## [Exercise goal]
Write out the entire passage on Iraq and the wars of the Middle East word for word, keeping every spelling and punctuation mark as it appears.

====== Selection ======

Irag is a global chesspiece in the Middle East, the land equivalent to the Iran of the Shah...the neocons wanted the status quo ante Carter and they went for the weak link in the area, Saddam Hussein.  The Shah, Nasser, Khadafi and Hussein participated in the oil price hike of the 1970s and all but the shah were militant baathists, our intrinsic interests intersected because of oil and long time Turkish, Austro-Hungarian and Russian interests in the Gulf and eastern Mediterranean Black Sea area. The Suez in 1956 and all that.

In 1967 and 1973 Israel had some reason to pre-empt the Syrian Egyptian Empires moves across the Jordan and up the Sinai peninsula. [Not nearly as well in 1973 as in 1967; the Israelis were in deep doo-doo until it became a superpower confrontation]

But the pre-emptive war that brought Israel the angry west bank and lebanese, egyptian and jordanian zones [1967], Mr. Bush has in spades, at a great cost, for little reason.

====== Record excerpts ======

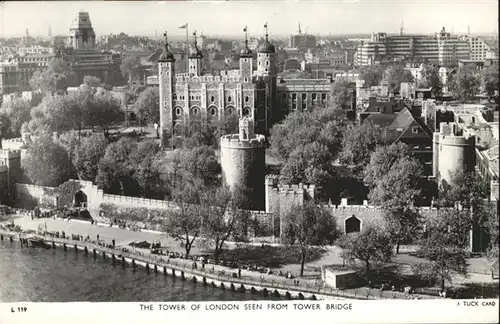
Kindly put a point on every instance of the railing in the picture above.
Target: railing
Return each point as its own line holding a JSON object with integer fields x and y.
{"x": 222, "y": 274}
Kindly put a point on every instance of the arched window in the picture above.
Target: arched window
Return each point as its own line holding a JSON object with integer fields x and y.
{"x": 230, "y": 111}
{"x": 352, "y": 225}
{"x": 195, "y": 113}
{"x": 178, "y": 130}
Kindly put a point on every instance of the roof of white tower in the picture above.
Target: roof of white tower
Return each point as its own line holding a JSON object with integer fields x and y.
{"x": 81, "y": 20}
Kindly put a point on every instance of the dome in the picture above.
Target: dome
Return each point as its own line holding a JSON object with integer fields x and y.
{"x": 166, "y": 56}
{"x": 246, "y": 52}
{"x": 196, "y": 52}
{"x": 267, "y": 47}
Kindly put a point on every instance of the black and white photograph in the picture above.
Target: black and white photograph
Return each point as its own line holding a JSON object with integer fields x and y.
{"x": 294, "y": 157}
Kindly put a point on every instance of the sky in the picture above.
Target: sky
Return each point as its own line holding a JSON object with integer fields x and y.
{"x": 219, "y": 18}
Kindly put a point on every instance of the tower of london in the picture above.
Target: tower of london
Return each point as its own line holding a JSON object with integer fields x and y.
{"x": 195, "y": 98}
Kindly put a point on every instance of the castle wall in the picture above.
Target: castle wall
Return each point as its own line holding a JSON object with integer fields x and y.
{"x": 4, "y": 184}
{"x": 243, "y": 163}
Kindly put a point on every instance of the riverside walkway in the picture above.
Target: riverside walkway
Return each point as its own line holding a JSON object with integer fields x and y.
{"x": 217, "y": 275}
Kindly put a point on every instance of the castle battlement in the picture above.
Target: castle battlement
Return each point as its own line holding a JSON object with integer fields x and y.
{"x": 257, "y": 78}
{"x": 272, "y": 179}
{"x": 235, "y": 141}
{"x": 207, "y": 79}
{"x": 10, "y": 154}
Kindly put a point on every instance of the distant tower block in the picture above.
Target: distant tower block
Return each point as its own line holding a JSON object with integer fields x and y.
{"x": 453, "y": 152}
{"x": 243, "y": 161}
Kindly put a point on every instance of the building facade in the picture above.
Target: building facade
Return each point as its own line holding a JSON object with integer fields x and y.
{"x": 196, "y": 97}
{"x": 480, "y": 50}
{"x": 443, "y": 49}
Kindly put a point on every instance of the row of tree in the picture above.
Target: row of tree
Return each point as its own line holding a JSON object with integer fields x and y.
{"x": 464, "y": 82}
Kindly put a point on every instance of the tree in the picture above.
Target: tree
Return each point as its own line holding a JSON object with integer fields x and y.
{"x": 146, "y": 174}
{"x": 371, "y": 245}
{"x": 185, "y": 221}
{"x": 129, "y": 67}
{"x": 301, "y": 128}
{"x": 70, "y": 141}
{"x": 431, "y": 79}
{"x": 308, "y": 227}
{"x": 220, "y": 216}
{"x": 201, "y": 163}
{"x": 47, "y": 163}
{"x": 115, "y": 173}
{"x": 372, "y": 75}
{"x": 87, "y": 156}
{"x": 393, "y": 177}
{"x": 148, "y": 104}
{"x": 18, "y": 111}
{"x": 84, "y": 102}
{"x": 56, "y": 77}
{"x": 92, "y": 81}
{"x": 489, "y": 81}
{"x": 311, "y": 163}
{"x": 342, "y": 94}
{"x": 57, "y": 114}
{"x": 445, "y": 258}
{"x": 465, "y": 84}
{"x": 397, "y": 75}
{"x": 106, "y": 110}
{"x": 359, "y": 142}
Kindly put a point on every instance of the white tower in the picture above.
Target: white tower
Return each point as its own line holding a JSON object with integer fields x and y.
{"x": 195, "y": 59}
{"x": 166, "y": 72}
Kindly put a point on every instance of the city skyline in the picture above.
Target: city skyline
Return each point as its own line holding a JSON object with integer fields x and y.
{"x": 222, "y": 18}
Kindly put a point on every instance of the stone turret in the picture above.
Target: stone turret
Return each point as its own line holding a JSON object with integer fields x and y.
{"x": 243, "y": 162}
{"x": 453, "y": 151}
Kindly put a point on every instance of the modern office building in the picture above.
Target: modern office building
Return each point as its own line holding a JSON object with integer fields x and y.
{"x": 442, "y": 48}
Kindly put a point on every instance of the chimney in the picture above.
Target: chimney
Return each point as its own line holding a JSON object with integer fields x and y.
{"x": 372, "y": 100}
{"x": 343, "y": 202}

======
====== Record excerpts ======

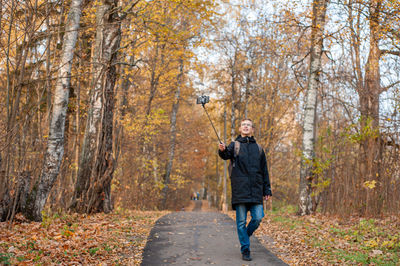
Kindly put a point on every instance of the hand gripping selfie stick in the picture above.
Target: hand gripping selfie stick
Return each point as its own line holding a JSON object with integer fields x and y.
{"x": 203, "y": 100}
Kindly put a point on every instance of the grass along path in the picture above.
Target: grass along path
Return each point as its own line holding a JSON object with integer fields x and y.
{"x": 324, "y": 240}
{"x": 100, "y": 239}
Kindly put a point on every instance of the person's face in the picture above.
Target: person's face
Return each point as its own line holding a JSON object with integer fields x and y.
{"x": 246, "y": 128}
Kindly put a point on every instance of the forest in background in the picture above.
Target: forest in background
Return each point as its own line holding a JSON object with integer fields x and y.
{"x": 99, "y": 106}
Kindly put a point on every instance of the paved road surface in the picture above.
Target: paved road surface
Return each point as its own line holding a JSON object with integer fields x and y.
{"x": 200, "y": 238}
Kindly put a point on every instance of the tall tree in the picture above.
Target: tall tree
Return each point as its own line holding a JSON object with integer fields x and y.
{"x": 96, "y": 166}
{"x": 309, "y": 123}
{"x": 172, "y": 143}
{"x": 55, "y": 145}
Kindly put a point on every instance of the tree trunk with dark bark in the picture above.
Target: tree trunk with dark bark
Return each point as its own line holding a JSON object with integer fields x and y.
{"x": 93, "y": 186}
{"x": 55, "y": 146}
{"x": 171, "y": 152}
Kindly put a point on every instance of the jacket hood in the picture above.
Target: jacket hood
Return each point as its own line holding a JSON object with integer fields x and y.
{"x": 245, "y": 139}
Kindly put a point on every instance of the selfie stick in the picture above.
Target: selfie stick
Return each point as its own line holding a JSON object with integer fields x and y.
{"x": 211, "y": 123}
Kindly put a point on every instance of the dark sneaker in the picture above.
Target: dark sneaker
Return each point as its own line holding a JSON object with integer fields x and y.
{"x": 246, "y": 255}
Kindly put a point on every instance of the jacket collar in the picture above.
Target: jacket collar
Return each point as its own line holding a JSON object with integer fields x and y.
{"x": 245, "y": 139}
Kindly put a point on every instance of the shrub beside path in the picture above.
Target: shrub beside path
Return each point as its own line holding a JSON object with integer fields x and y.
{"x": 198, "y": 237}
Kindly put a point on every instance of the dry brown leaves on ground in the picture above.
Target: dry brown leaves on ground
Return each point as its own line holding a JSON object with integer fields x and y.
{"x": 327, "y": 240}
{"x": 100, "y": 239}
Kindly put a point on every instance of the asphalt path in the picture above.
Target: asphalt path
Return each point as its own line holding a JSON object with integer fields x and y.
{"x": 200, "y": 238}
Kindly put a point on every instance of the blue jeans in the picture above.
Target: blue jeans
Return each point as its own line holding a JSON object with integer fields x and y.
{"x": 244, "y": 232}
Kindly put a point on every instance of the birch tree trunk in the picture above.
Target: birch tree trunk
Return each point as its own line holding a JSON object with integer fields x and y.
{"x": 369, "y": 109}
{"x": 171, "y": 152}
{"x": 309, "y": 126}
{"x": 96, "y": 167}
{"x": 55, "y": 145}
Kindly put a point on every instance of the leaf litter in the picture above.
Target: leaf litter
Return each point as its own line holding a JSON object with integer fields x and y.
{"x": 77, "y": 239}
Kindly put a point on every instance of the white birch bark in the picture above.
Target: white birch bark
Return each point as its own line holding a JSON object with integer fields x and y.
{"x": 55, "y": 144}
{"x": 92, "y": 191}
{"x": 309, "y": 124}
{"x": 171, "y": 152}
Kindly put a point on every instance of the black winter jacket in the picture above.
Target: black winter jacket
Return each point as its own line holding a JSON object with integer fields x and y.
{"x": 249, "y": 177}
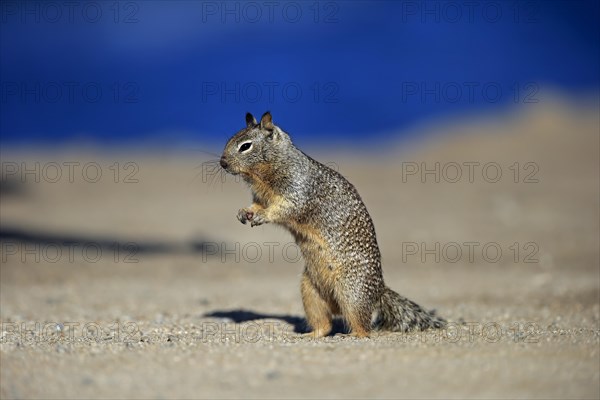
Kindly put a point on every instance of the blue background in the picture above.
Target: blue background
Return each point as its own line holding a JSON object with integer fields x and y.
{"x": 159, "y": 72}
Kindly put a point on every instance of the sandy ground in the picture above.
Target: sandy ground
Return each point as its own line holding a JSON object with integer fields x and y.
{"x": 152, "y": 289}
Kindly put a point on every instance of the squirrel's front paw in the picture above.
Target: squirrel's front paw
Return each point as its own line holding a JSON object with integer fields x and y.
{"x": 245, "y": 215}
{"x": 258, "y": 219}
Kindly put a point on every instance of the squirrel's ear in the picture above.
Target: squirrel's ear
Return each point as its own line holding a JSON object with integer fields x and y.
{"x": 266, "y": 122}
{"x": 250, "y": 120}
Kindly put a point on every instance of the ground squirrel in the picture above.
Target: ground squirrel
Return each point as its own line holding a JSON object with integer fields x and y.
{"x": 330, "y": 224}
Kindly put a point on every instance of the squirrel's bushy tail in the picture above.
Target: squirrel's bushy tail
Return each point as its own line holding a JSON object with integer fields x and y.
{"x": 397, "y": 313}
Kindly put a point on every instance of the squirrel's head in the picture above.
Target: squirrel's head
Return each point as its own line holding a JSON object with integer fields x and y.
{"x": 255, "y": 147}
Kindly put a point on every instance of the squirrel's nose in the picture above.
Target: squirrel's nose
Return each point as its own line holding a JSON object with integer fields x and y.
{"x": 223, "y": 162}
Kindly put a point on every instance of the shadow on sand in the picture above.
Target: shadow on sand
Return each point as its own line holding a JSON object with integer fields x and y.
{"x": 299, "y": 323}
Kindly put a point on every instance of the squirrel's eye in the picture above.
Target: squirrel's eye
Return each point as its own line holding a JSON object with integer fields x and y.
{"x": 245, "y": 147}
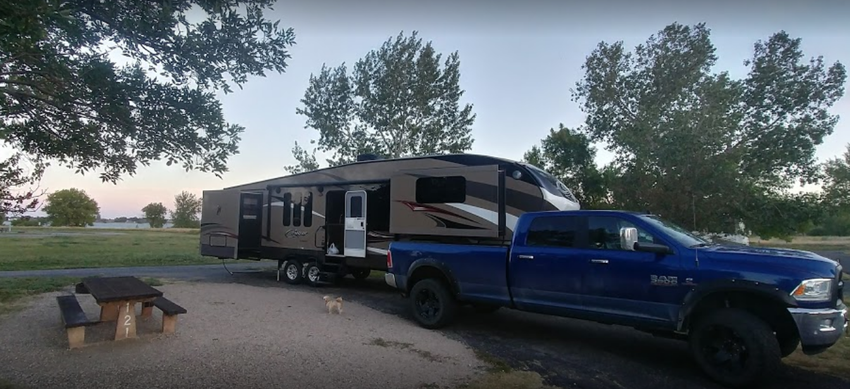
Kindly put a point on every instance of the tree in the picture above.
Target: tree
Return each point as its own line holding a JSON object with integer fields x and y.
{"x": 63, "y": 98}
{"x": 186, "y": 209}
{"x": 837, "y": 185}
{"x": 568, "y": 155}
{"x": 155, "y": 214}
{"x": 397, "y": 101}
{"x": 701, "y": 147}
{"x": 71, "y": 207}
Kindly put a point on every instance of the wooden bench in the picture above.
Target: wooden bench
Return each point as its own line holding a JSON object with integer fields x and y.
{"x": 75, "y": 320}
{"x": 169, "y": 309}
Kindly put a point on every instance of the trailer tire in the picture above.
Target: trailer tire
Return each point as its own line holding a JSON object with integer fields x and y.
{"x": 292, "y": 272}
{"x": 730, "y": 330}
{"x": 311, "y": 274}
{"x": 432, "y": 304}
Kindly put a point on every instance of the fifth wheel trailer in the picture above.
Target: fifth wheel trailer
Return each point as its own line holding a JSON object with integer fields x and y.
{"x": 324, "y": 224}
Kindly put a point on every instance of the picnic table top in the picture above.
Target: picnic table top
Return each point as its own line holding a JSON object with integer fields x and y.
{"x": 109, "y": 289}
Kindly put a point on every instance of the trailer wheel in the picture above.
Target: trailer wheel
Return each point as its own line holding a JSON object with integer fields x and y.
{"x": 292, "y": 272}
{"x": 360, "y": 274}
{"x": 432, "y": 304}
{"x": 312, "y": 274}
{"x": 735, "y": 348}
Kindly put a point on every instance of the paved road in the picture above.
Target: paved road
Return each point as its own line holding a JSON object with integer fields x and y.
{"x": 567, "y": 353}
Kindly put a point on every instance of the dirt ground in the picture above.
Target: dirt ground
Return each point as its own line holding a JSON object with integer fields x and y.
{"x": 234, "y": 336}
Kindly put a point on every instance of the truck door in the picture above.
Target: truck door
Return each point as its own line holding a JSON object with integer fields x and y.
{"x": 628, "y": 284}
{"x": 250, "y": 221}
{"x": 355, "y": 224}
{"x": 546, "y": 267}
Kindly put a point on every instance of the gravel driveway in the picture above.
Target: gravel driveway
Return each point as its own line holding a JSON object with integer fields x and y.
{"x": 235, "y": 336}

======
====== Record excerpts ======

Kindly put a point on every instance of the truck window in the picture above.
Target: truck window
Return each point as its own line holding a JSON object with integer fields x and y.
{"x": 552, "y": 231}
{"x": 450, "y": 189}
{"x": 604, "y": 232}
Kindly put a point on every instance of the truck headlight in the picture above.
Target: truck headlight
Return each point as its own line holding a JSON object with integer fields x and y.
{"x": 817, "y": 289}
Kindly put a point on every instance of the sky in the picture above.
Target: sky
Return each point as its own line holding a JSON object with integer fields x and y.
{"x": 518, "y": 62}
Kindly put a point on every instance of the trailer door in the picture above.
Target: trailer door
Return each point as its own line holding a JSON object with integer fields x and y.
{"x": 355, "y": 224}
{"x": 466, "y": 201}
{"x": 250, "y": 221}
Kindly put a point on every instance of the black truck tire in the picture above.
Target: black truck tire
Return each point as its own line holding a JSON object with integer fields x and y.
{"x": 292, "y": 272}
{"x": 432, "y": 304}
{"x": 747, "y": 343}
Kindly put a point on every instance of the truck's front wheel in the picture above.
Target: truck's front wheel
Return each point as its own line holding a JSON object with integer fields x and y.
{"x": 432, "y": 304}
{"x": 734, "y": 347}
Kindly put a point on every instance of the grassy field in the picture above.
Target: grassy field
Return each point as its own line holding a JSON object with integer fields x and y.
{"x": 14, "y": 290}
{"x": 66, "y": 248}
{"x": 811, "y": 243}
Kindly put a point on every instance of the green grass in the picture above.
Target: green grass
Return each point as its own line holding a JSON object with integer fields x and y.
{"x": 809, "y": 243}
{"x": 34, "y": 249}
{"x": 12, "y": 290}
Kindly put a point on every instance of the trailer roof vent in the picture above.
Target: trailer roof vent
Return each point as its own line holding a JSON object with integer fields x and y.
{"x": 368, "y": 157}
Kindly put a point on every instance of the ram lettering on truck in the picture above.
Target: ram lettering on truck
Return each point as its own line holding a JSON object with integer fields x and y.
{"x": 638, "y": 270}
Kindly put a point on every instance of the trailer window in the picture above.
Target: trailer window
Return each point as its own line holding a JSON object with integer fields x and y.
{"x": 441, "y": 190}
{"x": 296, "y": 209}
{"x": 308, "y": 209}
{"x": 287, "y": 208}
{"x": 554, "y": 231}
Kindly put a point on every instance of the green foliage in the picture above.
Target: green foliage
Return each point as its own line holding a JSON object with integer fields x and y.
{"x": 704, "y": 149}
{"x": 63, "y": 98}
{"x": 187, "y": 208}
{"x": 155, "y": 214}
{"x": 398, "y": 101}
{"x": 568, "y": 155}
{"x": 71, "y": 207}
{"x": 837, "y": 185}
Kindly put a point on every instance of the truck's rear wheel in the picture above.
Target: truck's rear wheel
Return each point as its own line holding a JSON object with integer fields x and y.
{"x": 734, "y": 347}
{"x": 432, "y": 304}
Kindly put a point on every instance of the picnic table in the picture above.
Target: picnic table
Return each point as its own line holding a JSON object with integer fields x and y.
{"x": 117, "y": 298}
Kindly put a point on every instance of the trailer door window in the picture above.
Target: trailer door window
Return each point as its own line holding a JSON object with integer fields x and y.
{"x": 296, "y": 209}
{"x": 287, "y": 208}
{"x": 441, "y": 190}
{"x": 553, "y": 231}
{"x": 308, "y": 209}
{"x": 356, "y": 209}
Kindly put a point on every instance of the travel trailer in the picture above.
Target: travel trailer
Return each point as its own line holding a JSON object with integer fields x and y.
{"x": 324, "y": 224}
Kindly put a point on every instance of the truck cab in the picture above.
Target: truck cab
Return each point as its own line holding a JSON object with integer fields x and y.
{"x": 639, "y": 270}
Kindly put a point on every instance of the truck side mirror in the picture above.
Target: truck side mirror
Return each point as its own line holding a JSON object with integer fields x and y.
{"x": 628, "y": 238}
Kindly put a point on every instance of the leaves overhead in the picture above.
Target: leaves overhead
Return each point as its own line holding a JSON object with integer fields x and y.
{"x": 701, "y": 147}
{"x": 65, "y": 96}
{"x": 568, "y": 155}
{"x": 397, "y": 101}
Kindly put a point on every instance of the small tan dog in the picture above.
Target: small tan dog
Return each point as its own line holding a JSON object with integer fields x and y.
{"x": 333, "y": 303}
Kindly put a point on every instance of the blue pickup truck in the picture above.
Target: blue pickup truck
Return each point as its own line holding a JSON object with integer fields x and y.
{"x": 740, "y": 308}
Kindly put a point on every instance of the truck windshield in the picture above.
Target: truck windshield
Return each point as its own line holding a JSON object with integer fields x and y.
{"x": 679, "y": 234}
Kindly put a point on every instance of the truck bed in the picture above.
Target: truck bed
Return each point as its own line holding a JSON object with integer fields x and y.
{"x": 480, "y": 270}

======

## [Complete answer]
Irag is a global chesspiece in the Middle East, the land equivalent to the Iran of the Shah...the neocons wanted the status quo ante Carter and they went for the weak link in the area, Saddam Hussein.  The Shah, Nasser, Khadafi and Hussein participated in the oil price hike of the 1970s and all but the shah were militant baathists, our intrinsic interests intersected because of oil and long time Turkish, Austro-Hungarian and Russian interests in the Gulf and eastern Mediterranean Black Sea area. The Suez in 1956 and all that.

In 1967 and 1973 Israel had some reason to pre-empt the Syrian Egyptian Empires moves across the Jordan and up the Sinai peninsula. [Not nearly as well in 1973 as in 1967; the Israelis were in deep doo-doo until it became a superpower confrontation]

But the pre-emptive war that brought Israel the angry west bank and lebanese, egyptian and jordanian zones [1967], Mr. Bush has in spades, at a great cost, for little reason.